### [阅读短文]
= = =
产品主管岗位说明书:宁要悲剧,不要“违法”?

来源:百度文库 编辑:偶看新闻 时间:2024/04/29 11:52:18
宁要悲剧,不要“违法”? 熊培云
      怀孕已经41周的李丽云因难产生命垂危,被丈夫送到北京朝阳医院京西院区治疗。由于丈夫不同意医院为李丽云进行剖腹产手术,拒绝在手术同意书上签字,在常规抢救3小时后,医生宣告李丽云经抢救无效死亡。
     
      一念之差,一尸两命。当我们重新审视李丽云在医院“等死”的所有细节,不难发现大把的机会被错过了。就好像每个人都端着一盆水,惟一可做的却是等着生命之花悄无声息地枯萎。
     
      为什么每一方都输得一败涂地?对于肖志军来说,生活中的艰难与挫折、没有保障的制度早已让他丢失了安全感,更对医院的“花言巧语”失去了信任。然而,从整个事态发展看,贫穷还不至于让人丧命。一方面,在其交不上住院费的情况下,医院已经为其办妥欠费住院治疗手续。另一方面,为了让他签字,现场已有患者明确表示愿意付给他一万元钱。与此同时,医院方在“无法自作主张”的情况下,请示上报北京市卫生系统的各级领导,得到的批示却是“如果家属不签字,不得进行手术”。如有网友批评,在此危急时刻,医院放弃自己的专业判断,一定要让家属签字是典型的“外行指导内行”。肖志军并不能像医生那样预知放弃手术的结果,他的拼妻子之死来“抵抗”完全是出于自己“贫困的经验”。
     
      有人搬出《医疗机构管理条例》第33条规定,指出在此情形下患者家属签字如何重要。然而,此时我们更要考虑的是法律究竟为何而设。毫无疑问,“守法”是重要的,因为法律是社会得以正常运转的规则。但是这并不意味着人们在法律面前“束手就擒”,甚至连心灵也一起被俘虏,没有一点反抗能力。这种庸俗的守法的背后,是没有一方愿意为拯救一个人的生命哪怕多担一点风险。法律在厘清每个人的个体责任的同时,也阉割了他的社会责任。
     
      据说,在20世纪60年代,有三个问题一直在困扰着罗尔斯:一是假如民主是一种合理的制度,为什么美国贫富差距如此之大?二是假如民主是一种具有人性、能够反映平等愿望的制度,美国种族冲突为什么那么严重?三是如果民主是一种有希望、可以面向未来的制度,为什么美国的年轻人如此绝望?众所周知,在上世纪60年代,在美国不仅存在着严重的贫富分化,种族歧视纷争,同样也出现了“垮掉的一代”。罗尔斯最后的答案是:在民主后面还有一个更重要的、更深刻的价值,那就是正义。
= = =
### [数据行摘录]

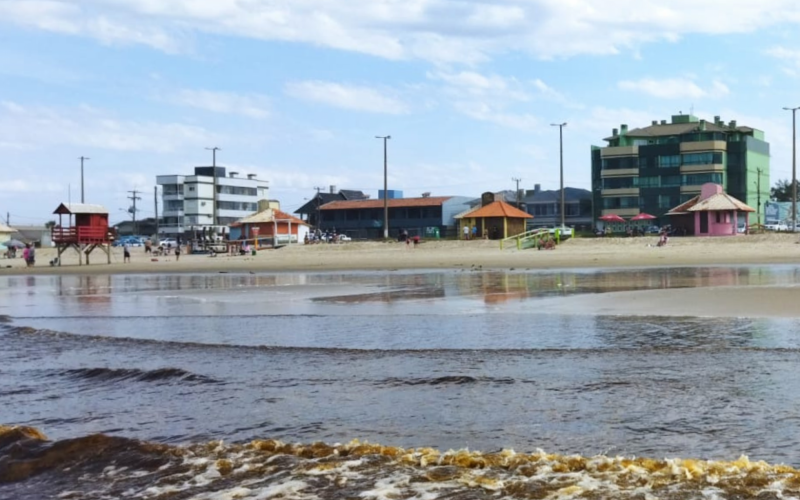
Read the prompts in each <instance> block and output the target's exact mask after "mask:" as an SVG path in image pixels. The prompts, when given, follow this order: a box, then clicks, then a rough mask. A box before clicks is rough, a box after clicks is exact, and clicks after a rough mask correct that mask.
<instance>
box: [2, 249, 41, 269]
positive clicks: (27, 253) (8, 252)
mask: <svg viewBox="0 0 800 500" xmlns="http://www.w3.org/2000/svg"><path fill="white" fill-rule="evenodd" d="M5 257H6V258H7V259H16V258H17V248H16V247H15V246H9V247H8V250H6V255H5ZM22 259H23V260H24V261H25V267H33V265H34V264H35V263H36V247H35V246H34V245H33V243H25V247H23V249H22Z"/></svg>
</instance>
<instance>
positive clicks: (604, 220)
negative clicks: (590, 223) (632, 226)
mask: <svg viewBox="0 0 800 500" xmlns="http://www.w3.org/2000/svg"><path fill="white" fill-rule="evenodd" d="M598 219H599V220H601V221H603V222H625V219H623V218H622V217H620V216H619V215H617V214H608V215H604V216H602V217H598Z"/></svg>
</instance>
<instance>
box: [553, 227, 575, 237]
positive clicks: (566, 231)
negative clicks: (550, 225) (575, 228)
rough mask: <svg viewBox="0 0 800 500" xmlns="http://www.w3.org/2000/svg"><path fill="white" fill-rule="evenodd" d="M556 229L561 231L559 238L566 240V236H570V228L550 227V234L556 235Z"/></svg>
mask: <svg viewBox="0 0 800 500" xmlns="http://www.w3.org/2000/svg"><path fill="white" fill-rule="evenodd" d="M556 229H561V237H562V238H566V237H567V236H572V228H571V227H563V228H562V227H560V226H558V227H551V228H550V234H556Z"/></svg>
= = =
### [任务 1]
根据阅读短文,医院请示北京市卫生系统各级领导后,得到的批示是什么?
### [任务 2]
请抄录阅读短文中从“来源:百度文库 编辑:偶看新闻 时间:2024/04/29”开始、到“等着生命之花悄无声息地枯萎。”结束的部分。
### [任务 3]
这篇谈李丽云难产死亡事件的阅读短文停在了罗尔斯的答案之后,请接着续写下一部分。
这些数据行与阅读短文没有关系。

### [输出 1]
如果家属不签字,不得进行手术。

### [输出 2]
来源:百度文库 编辑:偶看新闻 时间:2024/04/29 11:52:18
宁要悲剧,不要“违法”? 熊培云
      怀孕已经41周的李丽云因难产生命垂危,被丈夫送到北京朝阳医院京西院区治疗。由于丈夫不同意医院为李丽云进行剖腹产手术,拒绝在手术同意书上签字,在常规抢救3小时后,医生宣告李丽云经抢救无效死亡。
     
      一念之差,一尸两命。当我们重新审视李丽云在医院“等死”的所有细节,不难发现大把的机会被错过了。就好像每个人都端着一盆水,惟一可做的却是等着生命之花悄无声息地枯萎。

### [输出 3]
      现在我们要问同样的问题,假如法律笃定给人带来公正与自由,为什么会有人无辜地死去?法律背后究竟缺少了哪种支撑?按说法律为救济社会、规范行为而设。显然,在这里法律成了人们畏缩不前的借口,以及逃避良心责罚的“保护伞”与“替罪羊”。
     
      所以,还是不要再说什么“为了自由,我们做了法律的奴仆”(西塞罗)这样一知半解的陈词滥调了吧。既然法律也不过是一个工具,作为发明这一工具的主人怎么可以为工具所奴役?事实上,就连哈罗德·伯尔曼的那句名言——“法律必须被信仰,否则形同虚设”也被许多人误读了,因为哈罗德在这里强调的“法律”,并非实在的让人恪守条条框框、僵死的法律,而是体现了自然正义等理念的法律。否则,中国的《法经》与古罗马的《十二铜表法》岂不是要天长地久?就像罗尔斯所说,在民主的程序教条后面不能忽视正义,我们同样不能无视法律背后的生命与真实。
     
      不可否认,在守法与违法之间,人们常会陷入两难。但是这并不意味着人们无所作为。就像我们经常谈到的例子:出租车司机送一位垂死的病人去医院,假设只要他能多为病人争取一秒钟,病人便可能获救。那么此时他就有可能会选择闯红灯。从法律人或者经济人的角度来说,他似乎不应该这样做。然而如果他愿意为生命担当,他就不会顾虑闯红灯带来的惩罚。
     
      每个人都应该对生命担起责任。当法律与良心冲突,在良心与法律之间,雨果在《悲惨世界》里通过沙威警长的死给出了自己的答案。李丽云的死则让我们看到,一个只知道建设程序正义的社会,只会是一个畏首畏尾的势利社会,一个放逐良心与责任的标准化社会。尽管我们不知道李丽云的死是否会使相关法律得到修正,可以肯定的是,在那个生离死别的场景中,除了那位已经失去知觉的孕妇,没有一个清醒的人愿意为社会进步冒险:人们没有选择“违法”,而是宁愿选择悲剧。